Exercise aim:
Can you write out the items from the line with "Pinpoint every road" to the line with "96,611,232,675", both ends included, with every line there (requests too) and 80 added to each bounding box coordinate in the answers, while the requests and their format samples stay unchanged?

The data:
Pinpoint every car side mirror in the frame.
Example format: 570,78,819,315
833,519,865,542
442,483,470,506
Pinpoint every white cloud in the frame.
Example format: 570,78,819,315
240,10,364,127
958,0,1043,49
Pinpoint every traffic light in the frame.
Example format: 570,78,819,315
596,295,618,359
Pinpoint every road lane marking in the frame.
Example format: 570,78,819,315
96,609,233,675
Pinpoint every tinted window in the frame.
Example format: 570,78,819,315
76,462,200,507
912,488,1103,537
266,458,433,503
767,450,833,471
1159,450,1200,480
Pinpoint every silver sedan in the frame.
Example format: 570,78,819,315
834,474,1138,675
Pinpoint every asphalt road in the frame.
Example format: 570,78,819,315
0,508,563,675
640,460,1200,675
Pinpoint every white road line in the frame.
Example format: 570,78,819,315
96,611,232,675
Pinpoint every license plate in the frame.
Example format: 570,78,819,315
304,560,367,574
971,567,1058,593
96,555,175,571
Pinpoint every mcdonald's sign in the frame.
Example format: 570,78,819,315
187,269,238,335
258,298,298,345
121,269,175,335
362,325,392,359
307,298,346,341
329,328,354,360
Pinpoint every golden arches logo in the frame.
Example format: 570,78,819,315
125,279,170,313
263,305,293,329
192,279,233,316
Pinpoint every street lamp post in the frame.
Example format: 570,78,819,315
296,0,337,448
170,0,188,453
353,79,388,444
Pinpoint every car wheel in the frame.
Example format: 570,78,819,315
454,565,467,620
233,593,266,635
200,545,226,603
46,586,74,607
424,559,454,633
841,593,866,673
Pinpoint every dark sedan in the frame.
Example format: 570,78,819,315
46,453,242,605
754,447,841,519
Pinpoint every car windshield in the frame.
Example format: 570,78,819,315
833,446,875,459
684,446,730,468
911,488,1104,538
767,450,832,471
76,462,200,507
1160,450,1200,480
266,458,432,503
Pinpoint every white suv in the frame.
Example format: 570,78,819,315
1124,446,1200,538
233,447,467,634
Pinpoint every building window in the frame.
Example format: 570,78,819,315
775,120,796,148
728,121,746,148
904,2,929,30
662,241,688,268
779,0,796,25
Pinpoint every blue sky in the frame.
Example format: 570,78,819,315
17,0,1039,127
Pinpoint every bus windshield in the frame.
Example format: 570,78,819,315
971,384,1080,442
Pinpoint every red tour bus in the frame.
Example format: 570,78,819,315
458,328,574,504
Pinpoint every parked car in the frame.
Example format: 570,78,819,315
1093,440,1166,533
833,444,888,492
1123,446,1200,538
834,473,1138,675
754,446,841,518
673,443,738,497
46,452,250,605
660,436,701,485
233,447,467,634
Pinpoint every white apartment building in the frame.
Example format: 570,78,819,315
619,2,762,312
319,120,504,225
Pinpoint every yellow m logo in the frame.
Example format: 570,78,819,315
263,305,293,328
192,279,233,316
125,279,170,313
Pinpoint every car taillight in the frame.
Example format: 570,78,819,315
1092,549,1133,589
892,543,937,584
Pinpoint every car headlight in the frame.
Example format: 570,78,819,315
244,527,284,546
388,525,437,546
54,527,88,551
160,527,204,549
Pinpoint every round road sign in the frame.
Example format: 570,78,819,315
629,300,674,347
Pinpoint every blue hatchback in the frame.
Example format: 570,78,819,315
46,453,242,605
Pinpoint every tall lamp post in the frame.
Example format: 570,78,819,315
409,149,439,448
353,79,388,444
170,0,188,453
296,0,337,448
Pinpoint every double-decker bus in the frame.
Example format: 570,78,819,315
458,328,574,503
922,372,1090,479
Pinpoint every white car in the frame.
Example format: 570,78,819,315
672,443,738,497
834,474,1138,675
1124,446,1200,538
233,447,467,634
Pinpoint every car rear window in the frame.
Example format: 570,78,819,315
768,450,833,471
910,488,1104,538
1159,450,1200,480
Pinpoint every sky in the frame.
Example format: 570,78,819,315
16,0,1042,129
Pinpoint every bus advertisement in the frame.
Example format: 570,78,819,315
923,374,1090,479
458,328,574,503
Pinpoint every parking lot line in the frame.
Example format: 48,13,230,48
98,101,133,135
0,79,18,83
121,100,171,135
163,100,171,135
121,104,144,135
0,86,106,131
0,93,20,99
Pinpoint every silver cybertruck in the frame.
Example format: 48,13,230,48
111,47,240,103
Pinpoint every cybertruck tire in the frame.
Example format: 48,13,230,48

Reply:
Pinpoint every road lane marking in the frame.
Example format: 570,78,819,315
176,689,313,755
Pinpoint every tinted window in the frame.
Example format: 570,78,819,315
156,542,280,587
992,568,1183,617
346,538,513,583
847,530,913,551
1239,530,1280,560
Pinpoint every silver sedan in the frame.
Example format: 570,78,819,315
914,554,1218,755
Pinpoint every asphalt road in the frame.
Example format: 570,78,819,315
80,588,643,755
720,540,1280,755
Pinpoint every white road line in the frame.
Example format: 570,78,819,315
176,691,312,755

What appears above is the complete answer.